## TEXTE PROPOSÉ
▶

Pour la Cour des comptes, l’Etat ne défend pas assez ses intérêts dans l’industrie de l’armement

A l’heure où l’idée que les pouvoirs publics vendent les participations détenues au capital de certains groupes d’armement (qui s’élèvaient à 12,25 milliards d’euros en octobre 2012) afin de dégager des recettes exceptionnelles pour éviter des coupes trop sévères dans le budget des forces armées, la Cour des comptes a rendu public, ce 9 avril, un rapport intitulé « Les faiblesses de l’Etat actionnaire d’entreprises de défense. »

Ainsi, selon Didier Migaud, le premier président de la Cour des comptes, si « le bilan de l’Etat actionnaire est dans l’ensemble positif » car « il a su accompagner seul ou de concert avec ses partenaires industriels la modernisation de l’outil industriel français de défense, le plaçant parmi les meilleurs mondiaux du secteur », il n’en reste pas moins qu’il a « fait preuve de nombreuses faiblesses, se plaçant parfois en risque de perdre le contrôle de certaines activités industrielles de défense ainsi qu’en ayant des difficultés à faire appliquer ses décisions, voire à s’exprimer d’une seule voix. »

Par exemple, l’organisation de l’Etat actionnaire est actuellement principalement menée par l’Agence des Participations de l’Etat (APE) au sein du ministère de l’Economie, avec l’aide, pour ce qui concerne les activités liées à la défense, de la Direction générale de l’armement (DGA).

Or, estiment les magistrats de la rue Cambon, « la coordination des positions de l’APE et de la DGA concernant les décisions à prendre par l’Etat-actionnaire n’est pas toujours assurée. » Et cela a eu des conséquences lors de la fusion entre SNECMA, récemment privatisée, et Sagem, laquelle a donné naissance au groupe Safran.

La part de l’Etat dans ce nouvel ensemble avait été fixée à 30,20%, avec en échange l’obtention de droits de vote double deux ans plus tard, ce qui lui aurait permis de détenir à lui seul la minorité de blocage. Seulement, l’oubli de l’APE de déclarer, auprès de l’Autorité des Marchés Financiers (AMF), ce franchissement de seuil, a rendu caduque cette disposition. Du coup, il n’a pas été possible aux pouvoirs publics de faire aboutir une opération d’échanges d’actifs avec Thales pour rationaliser la filière optronique.

Quoi qu’il en soit, la Cour des comptes recommande une « amélioration de la protection et du suivi des intérêts stratégiques de l’Etat », des restructurations verticales et horizontales dans le secteur ainsi qu’une meilleure coordinatione entre l’APE et la DGA. Selon M. Migaud, « l’Etat ne doit plus agir au coup par coup mais adopter une stratégie d’ensemble, préparer les décisions futures et dire ce qu’il attend de ses partenaires industriels. »

◀

## CONSIGNE 1
Relevez toutes les entreprises nommées dans l'article sur l'État actionnaire de la défense.
## CONSIGNE 2
Poursuivez l'article sur le rapport de la Cour des comptes après sa dernière phrase.
Les items n'ont aucun lien avec l'article.

## DONNÉES FOURNIES
▶

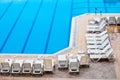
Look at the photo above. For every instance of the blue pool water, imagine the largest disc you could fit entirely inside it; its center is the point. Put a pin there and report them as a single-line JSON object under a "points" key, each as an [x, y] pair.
{"points": [[43, 26]]}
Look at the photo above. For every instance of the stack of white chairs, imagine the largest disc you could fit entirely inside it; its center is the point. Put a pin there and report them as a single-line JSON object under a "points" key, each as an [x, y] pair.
{"points": [[98, 42], [62, 61]]}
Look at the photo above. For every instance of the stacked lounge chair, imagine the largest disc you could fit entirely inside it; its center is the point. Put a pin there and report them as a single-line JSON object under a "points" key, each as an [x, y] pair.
{"points": [[112, 21], [17, 67], [38, 67], [83, 59], [49, 64], [98, 42], [62, 61], [73, 65], [6, 66], [27, 66]]}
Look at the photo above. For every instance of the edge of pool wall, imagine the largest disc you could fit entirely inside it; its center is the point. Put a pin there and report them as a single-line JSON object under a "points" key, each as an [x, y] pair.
{"points": [[72, 42]]}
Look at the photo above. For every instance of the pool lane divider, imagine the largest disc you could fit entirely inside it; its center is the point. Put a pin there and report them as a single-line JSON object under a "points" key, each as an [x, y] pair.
{"points": [[32, 26], [70, 23], [4, 43], [51, 25], [88, 6], [6, 10]]}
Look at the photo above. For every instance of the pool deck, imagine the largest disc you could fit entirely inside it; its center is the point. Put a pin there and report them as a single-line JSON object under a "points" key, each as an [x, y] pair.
{"points": [[80, 45]]}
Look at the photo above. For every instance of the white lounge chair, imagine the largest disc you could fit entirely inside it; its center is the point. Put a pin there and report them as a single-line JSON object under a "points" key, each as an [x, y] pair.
{"points": [[62, 61], [27, 66], [49, 64], [6, 66], [83, 59], [98, 27], [98, 46], [73, 65], [98, 35], [106, 55], [38, 67], [112, 21], [118, 21], [17, 66]]}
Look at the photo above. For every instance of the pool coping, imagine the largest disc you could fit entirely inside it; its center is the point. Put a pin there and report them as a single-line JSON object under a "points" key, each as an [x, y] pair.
{"points": [[72, 43]]}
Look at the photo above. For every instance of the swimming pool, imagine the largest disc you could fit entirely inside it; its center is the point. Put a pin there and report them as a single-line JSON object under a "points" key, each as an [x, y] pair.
{"points": [[43, 26]]}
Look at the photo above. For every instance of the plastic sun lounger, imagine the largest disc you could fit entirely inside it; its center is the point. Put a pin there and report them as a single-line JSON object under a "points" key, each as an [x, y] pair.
{"points": [[73, 65], [112, 21], [100, 46], [97, 40], [98, 27], [38, 67], [27, 66], [100, 51], [83, 59], [6, 66], [49, 64], [17, 66], [107, 55], [62, 61], [118, 21], [96, 35]]}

◀

## BONNE RÉPONSE 1
SNECMA, Sagem, Safran, Thales

## BONNE RÉPONSE 2
Ce qui passe par la nécessité de faire en sorte que « que les droits d’actionnaire de l’Etat ne soit pas inférieurs à ceux résultant de sa participation au capital », le renforcement, au sein de la DGA, du « suivi des participations dans les industries de défense » et la définition d’une « stratégie à long terme sur les partenariats avec le groupe Dassault », qui détient 26% des parts de Thales, groupe également actionnaire de DCNS. Cela « pourrait avoir des prolongements concernant Giat Industries (ndlr, Nexter), SNPE, voire Safran », estime la Cour des comptes.

Par ailleurs, M. Migaud préconise l’adoption d’une mesure semblable à l’amendement américain Exon-Florio, qui, adopté en 1988 pour compléter le Denfense Production Act, permet la protection des intérêts stratégiques américains et l’interdiction dess acquisitions pouvant porter atteinte à la sécurité nationale.

Cette « arme régalienne par excellence » garantit « une protection des intérêts stratégiques américains même lorsque l’actionnariat des entreprises de défense est privé », souligne Didier Migaud.

« En l’absence aujourd’hui de dispositif de type Exon-Florio, la détention de participations majoritaires ou de minorités de blocage au sein des entreprises, seul ou en partenariat avec d’autres acteurs, constitue pour l’Etat son levier d’action privilégié alors que ses moyens financiers sont limités », a-t-il expliqué.

Aussi, estimant que « l’esprit protectionniste » de l’amendement Exon-Florio est « peu compatible, a priori, avec les règles sinon l’esprit de la construction européenne », la Cour des comptes invite « le gouvernement à poursuivre la discussion avec ces partenaires européens pour trouver un moyen de doter les pays européens, individuellement et/ou collectivement, d’une arme analogue. »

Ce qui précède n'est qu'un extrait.